Reproduce the commit message starting with "[core] Replace scheduler" and going on through "timers are active.", substituting "free list" for every occurrence of "freelist".

**PASSAGE TO READ**:
..........

[core] Replace scheduler pool vector with unbounded intrusive freelist

The fixed MAX_POOL_SIZE=5 cap was the source of the heap churn the pool was
meant to prevent: any device with more than 5 concurrent timers (e.g. a board
with 30+ LD2450 sensors) hit a steady-state oscillation of recycle->delete and
acquire->new on every loop iteration.

Replace std::vector<SchedulerItem*> with a singly-linked freelist threaded
through SchedulerItem::next_free, which shares storage with `component` via an
anonymous union (zero per-item overhead -- the component pointer is dead while
pooled). Drop the cap entirely: the freelist quiesces at the application's
natural concurrent-timer high-water mark, which is the working set the device
already needs while those timers are active.

No std::vector means no growth-doubling slack and no realloc copies during
warm-up. Caller of get_item_from_pool_locked_() must overwrite item->component
before unlocking (already true at the sole call site); nullptr remains a valid
live `component` value for SELF_POINTER items, so we cannot pre-clear it.

..........

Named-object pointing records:
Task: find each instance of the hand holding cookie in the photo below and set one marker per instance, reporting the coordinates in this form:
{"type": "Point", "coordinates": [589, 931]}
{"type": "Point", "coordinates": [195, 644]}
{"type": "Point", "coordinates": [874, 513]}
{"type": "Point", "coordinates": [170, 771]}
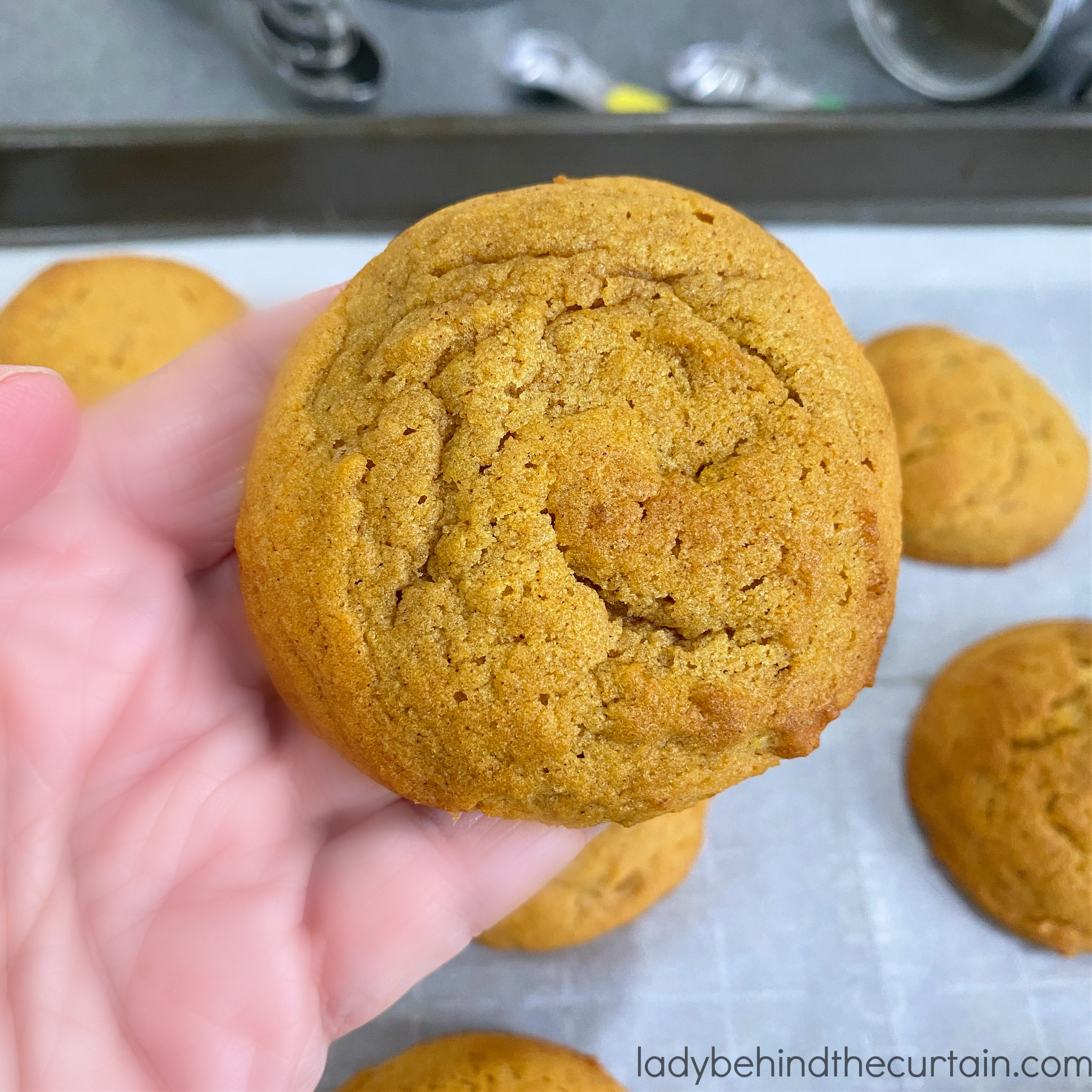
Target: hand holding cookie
{"type": "Point", "coordinates": [197, 892]}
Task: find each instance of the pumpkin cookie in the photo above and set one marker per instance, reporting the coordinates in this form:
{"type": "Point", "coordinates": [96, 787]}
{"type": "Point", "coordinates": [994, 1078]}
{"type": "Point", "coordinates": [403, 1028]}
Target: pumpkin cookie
{"type": "Point", "coordinates": [616, 877]}
{"type": "Point", "coordinates": [103, 322]}
{"type": "Point", "coordinates": [485, 1062]}
{"type": "Point", "coordinates": [578, 505]}
{"type": "Point", "coordinates": [999, 770]}
{"type": "Point", "coordinates": [993, 468]}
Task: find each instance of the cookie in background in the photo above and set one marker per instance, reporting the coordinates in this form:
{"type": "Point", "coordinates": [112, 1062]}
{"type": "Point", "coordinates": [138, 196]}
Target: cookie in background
{"type": "Point", "coordinates": [485, 1062]}
{"type": "Point", "coordinates": [999, 771]}
{"type": "Point", "coordinates": [993, 468]}
{"type": "Point", "coordinates": [614, 880]}
{"type": "Point", "coordinates": [103, 322]}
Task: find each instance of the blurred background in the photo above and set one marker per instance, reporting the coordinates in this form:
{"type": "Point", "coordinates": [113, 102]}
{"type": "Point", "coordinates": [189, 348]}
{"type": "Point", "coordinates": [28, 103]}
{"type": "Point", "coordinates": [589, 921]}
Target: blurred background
{"type": "Point", "coordinates": [145, 118]}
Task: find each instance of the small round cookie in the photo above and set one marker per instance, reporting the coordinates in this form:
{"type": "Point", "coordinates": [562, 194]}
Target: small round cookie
{"type": "Point", "coordinates": [993, 467]}
{"type": "Point", "coordinates": [485, 1062]}
{"type": "Point", "coordinates": [579, 505]}
{"type": "Point", "coordinates": [616, 877]}
{"type": "Point", "coordinates": [103, 322]}
{"type": "Point", "coordinates": [999, 770]}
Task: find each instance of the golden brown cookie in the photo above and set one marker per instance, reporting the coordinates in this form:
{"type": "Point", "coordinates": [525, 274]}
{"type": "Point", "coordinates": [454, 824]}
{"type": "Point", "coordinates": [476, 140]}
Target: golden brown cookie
{"type": "Point", "coordinates": [999, 770]}
{"type": "Point", "coordinates": [993, 467]}
{"type": "Point", "coordinates": [616, 877]}
{"type": "Point", "coordinates": [103, 322]}
{"type": "Point", "coordinates": [485, 1062]}
{"type": "Point", "coordinates": [578, 505]}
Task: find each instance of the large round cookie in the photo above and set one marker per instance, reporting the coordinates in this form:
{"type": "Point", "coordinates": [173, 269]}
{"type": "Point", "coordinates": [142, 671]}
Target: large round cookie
{"type": "Point", "coordinates": [579, 505]}
{"type": "Point", "coordinates": [103, 322]}
{"type": "Point", "coordinates": [993, 468]}
{"type": "Point", "coordinates": [616, 877]}
{"type": "Point", "coordinates": [485, 1062]}
{"type": "Point", "coordinates": [999, 770]}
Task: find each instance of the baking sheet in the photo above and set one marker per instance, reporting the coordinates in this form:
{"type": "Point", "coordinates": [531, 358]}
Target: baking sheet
{"type": "Point", "coordinates": [815, 917]}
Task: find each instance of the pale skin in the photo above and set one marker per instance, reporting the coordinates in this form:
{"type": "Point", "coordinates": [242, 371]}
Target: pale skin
{"type": "Point", "coordinates": [196, 892]}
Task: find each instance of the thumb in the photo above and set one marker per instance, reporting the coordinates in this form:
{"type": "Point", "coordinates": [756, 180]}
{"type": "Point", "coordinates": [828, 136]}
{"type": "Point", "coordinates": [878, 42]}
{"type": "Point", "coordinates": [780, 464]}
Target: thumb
{"type": "Point", "coordinates": [40, 423]}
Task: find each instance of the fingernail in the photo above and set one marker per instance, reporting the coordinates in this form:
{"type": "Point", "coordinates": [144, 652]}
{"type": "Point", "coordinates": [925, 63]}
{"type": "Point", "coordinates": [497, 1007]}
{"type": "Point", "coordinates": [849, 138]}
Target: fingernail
{"type": "Point", "coordinates": [10, 371]}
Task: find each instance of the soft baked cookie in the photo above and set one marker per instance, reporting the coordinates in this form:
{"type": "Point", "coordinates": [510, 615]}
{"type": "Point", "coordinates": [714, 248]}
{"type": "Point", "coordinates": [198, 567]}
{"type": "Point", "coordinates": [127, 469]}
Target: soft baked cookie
{"type": "Point", "coordinates": [993, 468]}
{"type": "Point", "coordinates": [103, 322]}
{"type": "Point", "coordinates": [485, 1062]}
{"type": "Point", "coordinates": [616, 877]}
{"type": "Point", "coordinates": [999, 770]}
{"type": "Point", "coordinates": [578, 505]}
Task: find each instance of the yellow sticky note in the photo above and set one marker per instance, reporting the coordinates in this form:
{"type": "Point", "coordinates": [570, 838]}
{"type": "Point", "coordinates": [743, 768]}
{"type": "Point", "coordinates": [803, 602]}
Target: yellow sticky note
{"type": "Point", "coordinates": [630, 99]}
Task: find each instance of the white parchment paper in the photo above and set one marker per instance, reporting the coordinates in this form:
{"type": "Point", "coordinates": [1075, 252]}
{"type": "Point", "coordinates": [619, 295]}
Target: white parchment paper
{"type": "Point", "coordinates": [815, 917]}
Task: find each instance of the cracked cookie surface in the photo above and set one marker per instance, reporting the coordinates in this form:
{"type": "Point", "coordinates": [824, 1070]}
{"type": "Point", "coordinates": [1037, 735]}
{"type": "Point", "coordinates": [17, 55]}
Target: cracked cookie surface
{"type": "Point", "coordinates": [615, 878]}
{"type": "Point", "coordinates": [485, 1062]}
{"type": "Point", "coordinates": [579, 505]}
{"type": "Point", "coordinates": [999, 770]}
{"type": "Point", "coordinates": [103, 322]}
{"type": "Point", "coordinates": [993, 467]}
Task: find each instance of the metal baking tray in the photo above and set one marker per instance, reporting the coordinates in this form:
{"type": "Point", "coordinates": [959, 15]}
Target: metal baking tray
{"type": "Point", "coordinates": [371, 173]}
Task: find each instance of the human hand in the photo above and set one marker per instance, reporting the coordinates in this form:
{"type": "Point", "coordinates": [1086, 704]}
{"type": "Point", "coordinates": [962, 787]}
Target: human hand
{"type": "Point", "coordinates": [197, 894]}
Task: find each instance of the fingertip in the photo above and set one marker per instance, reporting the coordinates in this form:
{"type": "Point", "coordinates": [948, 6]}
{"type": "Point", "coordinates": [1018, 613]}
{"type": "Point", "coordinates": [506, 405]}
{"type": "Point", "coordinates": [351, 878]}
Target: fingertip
{"type": "Point", "coordinates": [40, 424]}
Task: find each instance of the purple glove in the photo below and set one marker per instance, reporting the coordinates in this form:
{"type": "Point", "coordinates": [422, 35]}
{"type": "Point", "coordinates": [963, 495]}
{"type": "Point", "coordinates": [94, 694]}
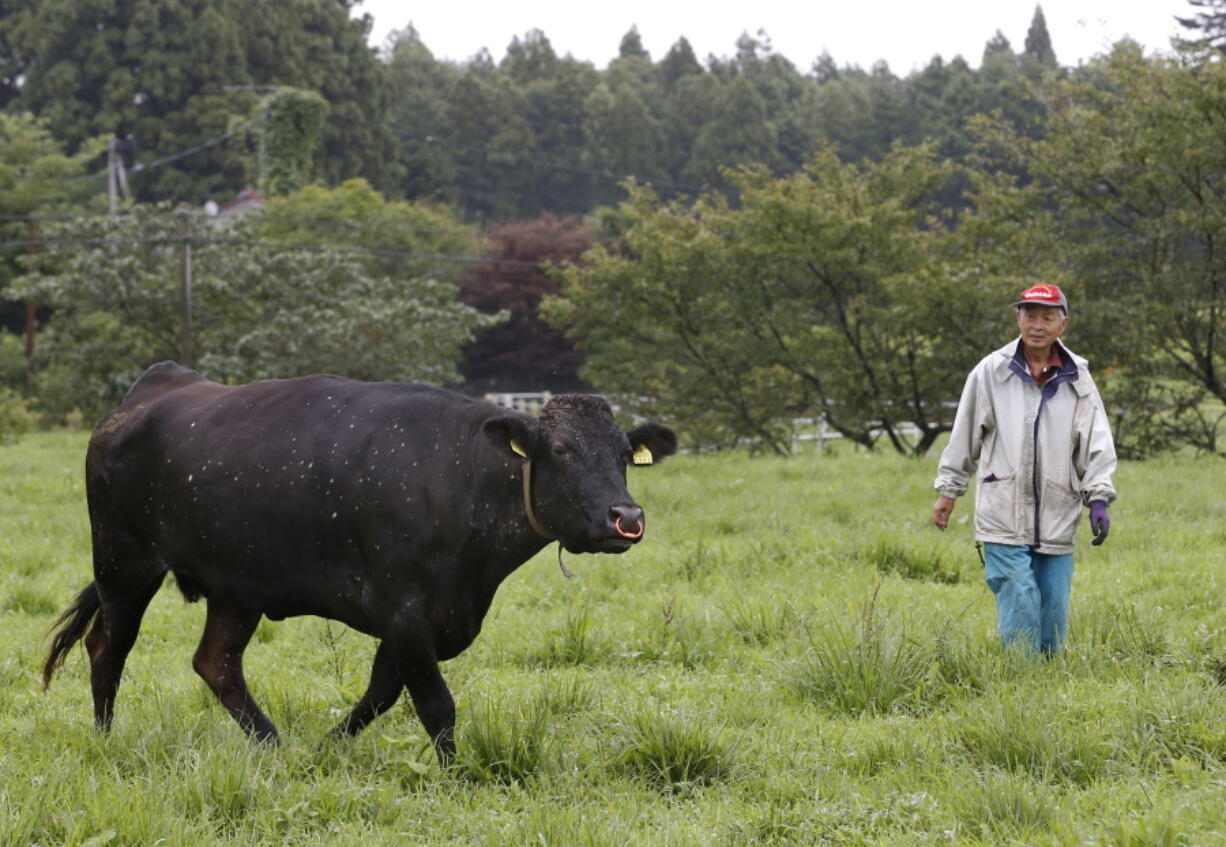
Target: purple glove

..........

**PROBLEM SOLUTION**:
[core] Replace scheduler pool vector with unbounded intrusive free list

The fixed MAX_POOL_SIZE=5 cap was the source of the heap churn the pool was
meant to prevent: any device with more than 5 concurrent timers (e.g. a board
with 30+ LD2450 sensors) hit a steady-state oscillation of recycle->delete and
acquire->new on every loop iteration.

Replace std::vector<SchedulerItem*> with a singly-linked free list threaded
through SchedulerItem::next_free, which shares storage with `component` via an
anonymous union (zero per-item overhead -- the component pointer is dead while
pooled). Drop the cap entirely: the free list quiesces at the application's
natural concurrent-timer high-water mark, which is the working set the device
already needs while those timers are active.